-- Start of Records supplied --

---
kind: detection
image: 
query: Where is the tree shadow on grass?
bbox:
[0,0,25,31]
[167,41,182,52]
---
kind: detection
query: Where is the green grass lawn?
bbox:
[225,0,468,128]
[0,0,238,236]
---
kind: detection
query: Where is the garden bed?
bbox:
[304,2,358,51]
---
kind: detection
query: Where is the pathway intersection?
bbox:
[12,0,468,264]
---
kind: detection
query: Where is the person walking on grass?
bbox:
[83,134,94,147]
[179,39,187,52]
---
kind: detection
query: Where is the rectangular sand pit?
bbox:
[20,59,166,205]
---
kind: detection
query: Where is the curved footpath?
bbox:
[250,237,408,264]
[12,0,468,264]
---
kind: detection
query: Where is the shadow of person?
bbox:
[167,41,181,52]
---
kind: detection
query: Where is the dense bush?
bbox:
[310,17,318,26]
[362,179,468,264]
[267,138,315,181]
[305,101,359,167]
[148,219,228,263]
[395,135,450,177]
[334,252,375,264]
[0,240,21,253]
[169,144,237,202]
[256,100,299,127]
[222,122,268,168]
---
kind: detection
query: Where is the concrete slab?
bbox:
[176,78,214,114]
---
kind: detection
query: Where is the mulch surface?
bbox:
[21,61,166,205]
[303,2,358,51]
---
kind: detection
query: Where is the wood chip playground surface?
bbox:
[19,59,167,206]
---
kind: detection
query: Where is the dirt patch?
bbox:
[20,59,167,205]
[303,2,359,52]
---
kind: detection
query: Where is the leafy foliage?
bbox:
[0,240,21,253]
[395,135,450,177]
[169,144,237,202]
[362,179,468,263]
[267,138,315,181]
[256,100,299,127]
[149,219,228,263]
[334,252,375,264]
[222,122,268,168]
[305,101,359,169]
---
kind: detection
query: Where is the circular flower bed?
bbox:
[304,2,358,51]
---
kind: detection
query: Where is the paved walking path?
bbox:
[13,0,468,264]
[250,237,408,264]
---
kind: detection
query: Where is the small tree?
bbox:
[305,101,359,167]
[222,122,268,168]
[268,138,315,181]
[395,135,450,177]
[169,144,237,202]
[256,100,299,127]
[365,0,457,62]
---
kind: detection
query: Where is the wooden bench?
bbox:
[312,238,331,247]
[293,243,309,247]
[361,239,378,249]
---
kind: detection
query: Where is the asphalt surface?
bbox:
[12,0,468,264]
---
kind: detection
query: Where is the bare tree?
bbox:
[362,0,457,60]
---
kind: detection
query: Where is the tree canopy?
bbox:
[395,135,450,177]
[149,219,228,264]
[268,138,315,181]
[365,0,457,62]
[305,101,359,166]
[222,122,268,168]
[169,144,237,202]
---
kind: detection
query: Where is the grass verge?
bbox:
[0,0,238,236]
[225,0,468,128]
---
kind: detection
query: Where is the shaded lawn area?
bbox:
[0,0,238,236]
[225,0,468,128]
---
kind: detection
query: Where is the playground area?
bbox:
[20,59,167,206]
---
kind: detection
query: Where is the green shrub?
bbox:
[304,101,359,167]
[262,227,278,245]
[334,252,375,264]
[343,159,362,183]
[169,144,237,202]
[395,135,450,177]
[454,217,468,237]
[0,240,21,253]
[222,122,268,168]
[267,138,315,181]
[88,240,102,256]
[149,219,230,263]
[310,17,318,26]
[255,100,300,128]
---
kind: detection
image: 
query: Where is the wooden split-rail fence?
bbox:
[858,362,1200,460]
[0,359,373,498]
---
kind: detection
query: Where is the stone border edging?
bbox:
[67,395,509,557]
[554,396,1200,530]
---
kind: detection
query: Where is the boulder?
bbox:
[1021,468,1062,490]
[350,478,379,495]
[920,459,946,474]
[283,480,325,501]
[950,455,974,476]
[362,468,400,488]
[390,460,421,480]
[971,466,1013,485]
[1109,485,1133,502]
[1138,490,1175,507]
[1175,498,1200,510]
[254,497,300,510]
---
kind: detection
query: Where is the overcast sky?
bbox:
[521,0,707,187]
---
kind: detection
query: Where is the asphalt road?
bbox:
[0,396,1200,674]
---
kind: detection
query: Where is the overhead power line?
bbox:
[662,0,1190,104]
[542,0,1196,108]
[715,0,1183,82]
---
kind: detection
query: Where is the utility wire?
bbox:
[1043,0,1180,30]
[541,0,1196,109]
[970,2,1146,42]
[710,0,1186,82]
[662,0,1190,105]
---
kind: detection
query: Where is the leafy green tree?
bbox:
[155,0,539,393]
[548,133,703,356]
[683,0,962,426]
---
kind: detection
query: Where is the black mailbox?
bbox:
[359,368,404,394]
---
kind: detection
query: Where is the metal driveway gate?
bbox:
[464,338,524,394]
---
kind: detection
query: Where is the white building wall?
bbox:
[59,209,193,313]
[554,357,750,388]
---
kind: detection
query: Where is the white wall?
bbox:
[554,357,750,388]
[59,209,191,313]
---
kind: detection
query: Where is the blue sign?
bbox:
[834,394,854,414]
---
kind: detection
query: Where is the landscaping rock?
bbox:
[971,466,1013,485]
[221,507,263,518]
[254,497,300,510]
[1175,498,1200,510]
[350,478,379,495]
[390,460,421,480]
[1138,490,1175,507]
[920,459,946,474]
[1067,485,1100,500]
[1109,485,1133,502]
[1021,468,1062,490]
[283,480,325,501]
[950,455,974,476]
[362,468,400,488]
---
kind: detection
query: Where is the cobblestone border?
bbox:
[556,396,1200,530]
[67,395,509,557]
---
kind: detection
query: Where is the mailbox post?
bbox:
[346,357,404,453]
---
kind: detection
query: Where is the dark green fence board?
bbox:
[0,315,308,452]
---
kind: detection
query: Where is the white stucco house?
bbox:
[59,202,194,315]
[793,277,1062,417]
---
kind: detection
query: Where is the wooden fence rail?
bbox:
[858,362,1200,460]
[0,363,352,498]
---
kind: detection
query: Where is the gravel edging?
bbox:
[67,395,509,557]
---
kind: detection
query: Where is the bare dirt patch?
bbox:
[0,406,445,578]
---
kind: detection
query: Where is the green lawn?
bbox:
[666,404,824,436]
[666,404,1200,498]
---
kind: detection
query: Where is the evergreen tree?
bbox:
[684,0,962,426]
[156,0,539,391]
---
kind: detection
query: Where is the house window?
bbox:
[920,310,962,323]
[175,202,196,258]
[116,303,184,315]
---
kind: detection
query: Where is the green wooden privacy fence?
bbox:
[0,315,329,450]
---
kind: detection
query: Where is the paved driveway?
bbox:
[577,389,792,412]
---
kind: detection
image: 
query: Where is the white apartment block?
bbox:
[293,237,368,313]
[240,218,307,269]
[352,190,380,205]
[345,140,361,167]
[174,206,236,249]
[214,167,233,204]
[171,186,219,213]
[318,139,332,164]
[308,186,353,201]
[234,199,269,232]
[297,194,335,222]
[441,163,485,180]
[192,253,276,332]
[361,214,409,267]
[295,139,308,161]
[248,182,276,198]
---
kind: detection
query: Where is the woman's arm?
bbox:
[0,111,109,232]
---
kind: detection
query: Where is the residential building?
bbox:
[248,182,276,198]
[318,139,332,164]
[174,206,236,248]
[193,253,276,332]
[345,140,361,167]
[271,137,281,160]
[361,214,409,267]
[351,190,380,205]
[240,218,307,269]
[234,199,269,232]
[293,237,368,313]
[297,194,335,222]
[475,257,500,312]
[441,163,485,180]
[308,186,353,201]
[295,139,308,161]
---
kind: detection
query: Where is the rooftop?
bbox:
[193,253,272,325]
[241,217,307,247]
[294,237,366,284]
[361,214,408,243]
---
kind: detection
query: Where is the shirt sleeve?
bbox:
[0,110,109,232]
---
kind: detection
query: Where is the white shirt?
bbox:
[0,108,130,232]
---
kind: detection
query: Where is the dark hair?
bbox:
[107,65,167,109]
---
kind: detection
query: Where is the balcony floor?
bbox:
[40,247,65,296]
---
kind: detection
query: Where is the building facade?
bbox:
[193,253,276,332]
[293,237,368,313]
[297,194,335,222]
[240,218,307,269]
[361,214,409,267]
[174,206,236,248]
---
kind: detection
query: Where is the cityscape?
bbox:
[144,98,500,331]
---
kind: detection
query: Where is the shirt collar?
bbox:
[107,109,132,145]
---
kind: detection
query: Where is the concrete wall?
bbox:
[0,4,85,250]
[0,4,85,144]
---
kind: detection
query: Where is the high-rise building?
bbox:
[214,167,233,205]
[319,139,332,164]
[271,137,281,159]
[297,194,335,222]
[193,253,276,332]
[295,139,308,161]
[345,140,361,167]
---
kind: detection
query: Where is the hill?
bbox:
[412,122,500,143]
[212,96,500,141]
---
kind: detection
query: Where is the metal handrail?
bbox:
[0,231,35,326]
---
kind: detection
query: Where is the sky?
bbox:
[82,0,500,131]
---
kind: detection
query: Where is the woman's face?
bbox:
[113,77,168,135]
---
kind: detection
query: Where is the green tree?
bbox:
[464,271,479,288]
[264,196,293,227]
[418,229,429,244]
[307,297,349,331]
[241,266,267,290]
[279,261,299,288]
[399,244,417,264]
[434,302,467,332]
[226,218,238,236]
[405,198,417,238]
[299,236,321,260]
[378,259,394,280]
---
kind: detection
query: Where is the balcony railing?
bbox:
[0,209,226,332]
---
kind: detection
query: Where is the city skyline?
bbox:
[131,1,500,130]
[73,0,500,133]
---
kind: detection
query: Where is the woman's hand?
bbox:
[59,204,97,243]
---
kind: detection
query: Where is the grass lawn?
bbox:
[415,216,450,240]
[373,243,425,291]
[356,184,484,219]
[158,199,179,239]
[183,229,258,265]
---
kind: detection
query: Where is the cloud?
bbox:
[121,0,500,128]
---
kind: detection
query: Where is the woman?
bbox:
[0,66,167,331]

-- End of Records supplied --

Copy out, unchanged, the lines of the material from its first line up to and including the line with "[179,39,187,52]".

§ Answer in full:
---
kind: detection
image: 
query: Where is the tree shadow on grass?
bbox:
[0,0,25,31]
[167,41,182,52]
---
kind: detection
query: Where is the green grass lawn?
bbox:
[225,0,468,128]
[0,0,238,236]
---
kind: detection
query: Where is the garden bed?
bbox:
[304,2,358,51]
---
kind: detection
query: Where is the pathway intersection?
bbox:
[12,0,468,264]
---
kind: detection
query: Where is the person walking on grass?
bbox:
[83,134,94,147]
[179,39,187,52]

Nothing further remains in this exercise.